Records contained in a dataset
━━━

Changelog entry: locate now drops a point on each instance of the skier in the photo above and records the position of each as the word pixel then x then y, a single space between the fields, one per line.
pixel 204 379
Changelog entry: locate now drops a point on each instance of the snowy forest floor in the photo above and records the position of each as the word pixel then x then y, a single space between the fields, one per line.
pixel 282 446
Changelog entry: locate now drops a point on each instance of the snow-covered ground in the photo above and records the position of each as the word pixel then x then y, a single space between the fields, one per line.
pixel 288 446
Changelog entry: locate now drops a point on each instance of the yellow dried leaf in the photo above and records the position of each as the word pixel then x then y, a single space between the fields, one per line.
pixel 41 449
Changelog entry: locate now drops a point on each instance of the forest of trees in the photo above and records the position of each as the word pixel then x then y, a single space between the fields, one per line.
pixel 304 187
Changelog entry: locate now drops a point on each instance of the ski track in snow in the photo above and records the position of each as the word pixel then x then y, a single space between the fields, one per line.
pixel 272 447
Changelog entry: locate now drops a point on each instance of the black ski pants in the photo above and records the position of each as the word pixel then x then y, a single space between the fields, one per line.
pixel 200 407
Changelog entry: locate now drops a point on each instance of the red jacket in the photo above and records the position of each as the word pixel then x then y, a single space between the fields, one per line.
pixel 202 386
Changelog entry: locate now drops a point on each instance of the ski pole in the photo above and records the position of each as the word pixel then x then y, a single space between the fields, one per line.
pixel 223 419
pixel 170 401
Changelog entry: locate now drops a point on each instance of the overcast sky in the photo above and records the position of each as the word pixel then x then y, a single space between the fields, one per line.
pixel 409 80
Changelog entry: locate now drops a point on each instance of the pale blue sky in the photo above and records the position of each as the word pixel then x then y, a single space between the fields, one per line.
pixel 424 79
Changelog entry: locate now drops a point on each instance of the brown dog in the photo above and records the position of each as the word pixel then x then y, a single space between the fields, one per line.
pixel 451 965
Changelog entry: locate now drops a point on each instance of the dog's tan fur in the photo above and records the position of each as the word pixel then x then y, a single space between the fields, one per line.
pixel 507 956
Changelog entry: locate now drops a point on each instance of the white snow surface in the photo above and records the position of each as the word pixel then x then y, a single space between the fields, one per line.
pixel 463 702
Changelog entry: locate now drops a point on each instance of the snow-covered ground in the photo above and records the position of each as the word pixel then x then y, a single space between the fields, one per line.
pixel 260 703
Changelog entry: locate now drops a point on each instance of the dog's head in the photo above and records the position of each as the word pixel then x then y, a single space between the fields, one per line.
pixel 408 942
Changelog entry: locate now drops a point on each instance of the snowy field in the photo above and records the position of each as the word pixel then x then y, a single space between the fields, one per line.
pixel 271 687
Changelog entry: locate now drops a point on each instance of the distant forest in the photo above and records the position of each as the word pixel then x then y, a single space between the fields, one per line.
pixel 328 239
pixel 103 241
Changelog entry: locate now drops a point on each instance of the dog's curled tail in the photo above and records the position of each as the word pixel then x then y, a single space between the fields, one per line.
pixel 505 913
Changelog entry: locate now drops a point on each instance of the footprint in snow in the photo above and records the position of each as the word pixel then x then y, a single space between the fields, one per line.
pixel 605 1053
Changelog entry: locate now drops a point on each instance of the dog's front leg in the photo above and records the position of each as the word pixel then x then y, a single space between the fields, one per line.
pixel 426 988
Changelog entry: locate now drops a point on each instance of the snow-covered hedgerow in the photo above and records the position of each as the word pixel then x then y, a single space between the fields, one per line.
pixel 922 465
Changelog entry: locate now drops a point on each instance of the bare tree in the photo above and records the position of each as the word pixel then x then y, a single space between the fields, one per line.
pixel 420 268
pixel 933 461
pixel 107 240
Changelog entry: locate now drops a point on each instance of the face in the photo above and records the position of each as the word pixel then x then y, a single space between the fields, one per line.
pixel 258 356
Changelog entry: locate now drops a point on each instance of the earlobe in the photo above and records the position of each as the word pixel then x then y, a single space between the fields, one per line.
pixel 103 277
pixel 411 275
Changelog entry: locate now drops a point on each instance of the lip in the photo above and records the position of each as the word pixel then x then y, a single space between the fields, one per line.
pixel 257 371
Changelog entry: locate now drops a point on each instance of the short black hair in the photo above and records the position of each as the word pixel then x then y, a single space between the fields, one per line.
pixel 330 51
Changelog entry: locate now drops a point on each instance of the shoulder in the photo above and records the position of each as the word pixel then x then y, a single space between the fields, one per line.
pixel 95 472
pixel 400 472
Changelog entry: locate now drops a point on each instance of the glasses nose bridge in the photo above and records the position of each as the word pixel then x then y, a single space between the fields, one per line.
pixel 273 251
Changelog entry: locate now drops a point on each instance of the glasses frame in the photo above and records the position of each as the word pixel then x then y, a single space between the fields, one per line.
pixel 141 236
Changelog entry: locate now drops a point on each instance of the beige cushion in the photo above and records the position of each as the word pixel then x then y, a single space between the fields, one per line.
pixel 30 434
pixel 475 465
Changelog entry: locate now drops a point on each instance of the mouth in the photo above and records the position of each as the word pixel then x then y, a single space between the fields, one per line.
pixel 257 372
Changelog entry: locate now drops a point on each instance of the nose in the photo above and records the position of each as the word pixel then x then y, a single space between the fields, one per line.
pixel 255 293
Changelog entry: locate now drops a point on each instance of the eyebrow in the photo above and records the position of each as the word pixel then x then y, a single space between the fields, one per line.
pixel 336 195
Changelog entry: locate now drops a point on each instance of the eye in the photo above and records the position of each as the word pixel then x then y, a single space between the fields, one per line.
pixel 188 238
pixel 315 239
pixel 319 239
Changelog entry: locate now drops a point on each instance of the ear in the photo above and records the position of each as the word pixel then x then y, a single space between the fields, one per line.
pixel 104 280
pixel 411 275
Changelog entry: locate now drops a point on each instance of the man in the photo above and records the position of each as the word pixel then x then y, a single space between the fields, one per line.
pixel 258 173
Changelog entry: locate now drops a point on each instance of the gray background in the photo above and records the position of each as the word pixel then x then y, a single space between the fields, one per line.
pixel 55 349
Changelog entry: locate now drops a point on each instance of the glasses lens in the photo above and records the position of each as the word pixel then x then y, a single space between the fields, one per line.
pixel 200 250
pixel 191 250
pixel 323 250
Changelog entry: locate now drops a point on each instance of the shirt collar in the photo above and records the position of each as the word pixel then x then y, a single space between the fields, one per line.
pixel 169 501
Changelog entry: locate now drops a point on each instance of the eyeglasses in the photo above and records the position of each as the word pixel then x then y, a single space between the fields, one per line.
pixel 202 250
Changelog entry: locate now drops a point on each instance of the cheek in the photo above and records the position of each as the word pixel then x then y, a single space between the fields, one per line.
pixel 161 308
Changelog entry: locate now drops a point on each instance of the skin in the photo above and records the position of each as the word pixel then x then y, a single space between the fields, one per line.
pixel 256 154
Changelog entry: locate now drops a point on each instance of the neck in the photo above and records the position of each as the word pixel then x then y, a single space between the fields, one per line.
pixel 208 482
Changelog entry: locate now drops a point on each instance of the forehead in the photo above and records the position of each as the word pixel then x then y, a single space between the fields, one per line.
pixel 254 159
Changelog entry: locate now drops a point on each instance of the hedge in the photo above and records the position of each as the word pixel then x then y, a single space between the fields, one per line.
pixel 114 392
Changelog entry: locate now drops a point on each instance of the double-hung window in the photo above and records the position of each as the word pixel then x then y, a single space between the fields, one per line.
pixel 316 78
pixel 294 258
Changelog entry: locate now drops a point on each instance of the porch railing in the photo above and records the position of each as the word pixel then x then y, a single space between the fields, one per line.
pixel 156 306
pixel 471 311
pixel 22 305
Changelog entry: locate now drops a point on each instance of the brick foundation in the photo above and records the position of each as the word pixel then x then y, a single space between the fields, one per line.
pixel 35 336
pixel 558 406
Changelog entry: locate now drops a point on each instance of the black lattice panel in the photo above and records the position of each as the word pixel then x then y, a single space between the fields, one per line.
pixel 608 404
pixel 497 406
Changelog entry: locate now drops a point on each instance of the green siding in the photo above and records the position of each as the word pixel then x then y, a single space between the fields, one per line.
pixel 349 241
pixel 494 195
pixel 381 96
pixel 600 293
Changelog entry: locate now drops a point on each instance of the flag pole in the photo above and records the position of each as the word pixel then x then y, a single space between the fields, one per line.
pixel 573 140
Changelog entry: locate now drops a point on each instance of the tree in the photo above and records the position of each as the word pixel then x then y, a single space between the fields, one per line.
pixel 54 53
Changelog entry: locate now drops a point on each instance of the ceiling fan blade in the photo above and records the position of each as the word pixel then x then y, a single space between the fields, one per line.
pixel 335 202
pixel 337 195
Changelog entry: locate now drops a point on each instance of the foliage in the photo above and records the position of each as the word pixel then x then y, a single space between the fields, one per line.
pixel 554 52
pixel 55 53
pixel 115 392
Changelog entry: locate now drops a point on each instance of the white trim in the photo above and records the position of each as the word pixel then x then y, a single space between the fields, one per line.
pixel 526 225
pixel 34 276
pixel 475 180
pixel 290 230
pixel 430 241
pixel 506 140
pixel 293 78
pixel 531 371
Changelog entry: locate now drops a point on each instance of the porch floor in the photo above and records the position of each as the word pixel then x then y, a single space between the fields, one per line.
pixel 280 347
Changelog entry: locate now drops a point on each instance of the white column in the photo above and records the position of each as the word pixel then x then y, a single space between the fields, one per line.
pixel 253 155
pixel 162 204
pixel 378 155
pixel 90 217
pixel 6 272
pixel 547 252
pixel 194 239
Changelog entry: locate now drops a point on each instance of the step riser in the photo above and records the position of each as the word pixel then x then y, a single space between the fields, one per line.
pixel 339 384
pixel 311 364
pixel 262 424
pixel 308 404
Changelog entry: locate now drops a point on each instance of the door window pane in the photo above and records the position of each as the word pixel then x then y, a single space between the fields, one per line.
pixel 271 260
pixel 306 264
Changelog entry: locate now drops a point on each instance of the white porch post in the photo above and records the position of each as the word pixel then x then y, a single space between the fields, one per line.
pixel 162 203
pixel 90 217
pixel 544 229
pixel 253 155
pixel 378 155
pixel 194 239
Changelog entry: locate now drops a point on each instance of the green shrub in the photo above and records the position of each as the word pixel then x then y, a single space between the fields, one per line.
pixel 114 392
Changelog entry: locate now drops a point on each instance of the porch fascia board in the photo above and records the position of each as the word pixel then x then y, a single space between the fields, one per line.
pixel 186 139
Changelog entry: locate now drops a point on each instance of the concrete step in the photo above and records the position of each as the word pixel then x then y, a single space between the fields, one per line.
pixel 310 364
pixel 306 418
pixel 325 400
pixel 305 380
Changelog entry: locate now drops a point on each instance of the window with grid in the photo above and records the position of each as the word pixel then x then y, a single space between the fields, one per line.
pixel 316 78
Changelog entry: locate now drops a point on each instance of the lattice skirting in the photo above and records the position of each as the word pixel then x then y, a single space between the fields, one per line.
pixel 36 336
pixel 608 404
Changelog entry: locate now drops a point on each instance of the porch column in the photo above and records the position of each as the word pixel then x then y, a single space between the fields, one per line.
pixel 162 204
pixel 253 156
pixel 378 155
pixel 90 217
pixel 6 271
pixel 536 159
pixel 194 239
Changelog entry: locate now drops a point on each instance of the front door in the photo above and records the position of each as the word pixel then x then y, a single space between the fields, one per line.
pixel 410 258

━━━

From the line containing "of the front" down to the last line of the records, transcribe every line exactly and add nothing else.

Changelog entry: locate now drops a point on each instance of the front door in the photo above and records the position of each as the word pixel then x then y, a single space between the fields, one per line.
pixel 410 258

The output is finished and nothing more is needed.